## Work request
Please write out the final portion of the records below exactly: the line containing "Spot the floodlight", every line after it, and nothing else.

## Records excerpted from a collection
"""

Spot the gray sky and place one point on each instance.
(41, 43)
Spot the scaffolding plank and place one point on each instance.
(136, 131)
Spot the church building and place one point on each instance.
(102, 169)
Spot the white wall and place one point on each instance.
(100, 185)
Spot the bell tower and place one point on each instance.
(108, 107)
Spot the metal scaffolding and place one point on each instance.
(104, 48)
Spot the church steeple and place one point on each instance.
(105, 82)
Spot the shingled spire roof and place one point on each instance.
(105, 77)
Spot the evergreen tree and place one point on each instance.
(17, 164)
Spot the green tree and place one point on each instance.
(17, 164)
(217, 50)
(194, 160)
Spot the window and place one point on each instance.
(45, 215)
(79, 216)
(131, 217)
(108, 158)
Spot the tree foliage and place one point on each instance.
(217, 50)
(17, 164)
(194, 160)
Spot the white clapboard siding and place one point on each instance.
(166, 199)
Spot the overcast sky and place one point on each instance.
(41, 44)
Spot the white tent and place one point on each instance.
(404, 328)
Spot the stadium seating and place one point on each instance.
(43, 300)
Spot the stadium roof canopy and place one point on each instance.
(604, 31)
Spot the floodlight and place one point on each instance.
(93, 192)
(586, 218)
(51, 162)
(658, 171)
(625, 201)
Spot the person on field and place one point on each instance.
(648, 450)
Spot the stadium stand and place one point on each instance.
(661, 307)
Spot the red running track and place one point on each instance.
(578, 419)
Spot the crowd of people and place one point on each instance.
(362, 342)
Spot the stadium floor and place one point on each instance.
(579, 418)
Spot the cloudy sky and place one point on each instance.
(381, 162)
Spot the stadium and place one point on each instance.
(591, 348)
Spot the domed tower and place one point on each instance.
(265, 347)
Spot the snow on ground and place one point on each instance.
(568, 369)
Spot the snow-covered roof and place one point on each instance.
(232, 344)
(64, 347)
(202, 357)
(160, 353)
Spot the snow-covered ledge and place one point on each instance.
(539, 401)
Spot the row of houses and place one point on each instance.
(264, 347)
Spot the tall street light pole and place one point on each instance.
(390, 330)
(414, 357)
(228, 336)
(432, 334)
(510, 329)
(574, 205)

"""

## Result
Spot the floodlight and place one point on each instance.
(93, 192)
(586, 218)
(51, 162)
(658, 171)
(625, 201)
Spot the person on field and place one point on each instance.
(648, 450)
Spot the stadium stand and place one point on each instance.
(661, 307)
Spot the red running track and place one point on each instance.
(578, 419)
Spot the crowd of people and place one point on each instance.
(362, 342)
Spot the stadium floor and place one point on each instance.
(579, 418)
Spot the cloudy sky and place one point on each instance.
(381, 162)
Spot the stadium and place one point on each instance.
(591, 348)
Spot the domed tower and place one point on each instance.
(265, 347)
Spot the snow on ground and place one point on each instance.
(568, 369)
Spot the snow-covered roof and place one point on each instance.
(232, 344)
(64, 347)
(202, 357)
(160, 353)
Spot the snow-covered ledge and place one point on each instance.
(539, 401)
Spot the row of houses and place one point on each instance.
(264, 347)
Spot the tall street light pole and place one point on each instance.
(390, 330)
(414, 357)
(228, 336)
(432, 334)
(510, 329)
(574, 205)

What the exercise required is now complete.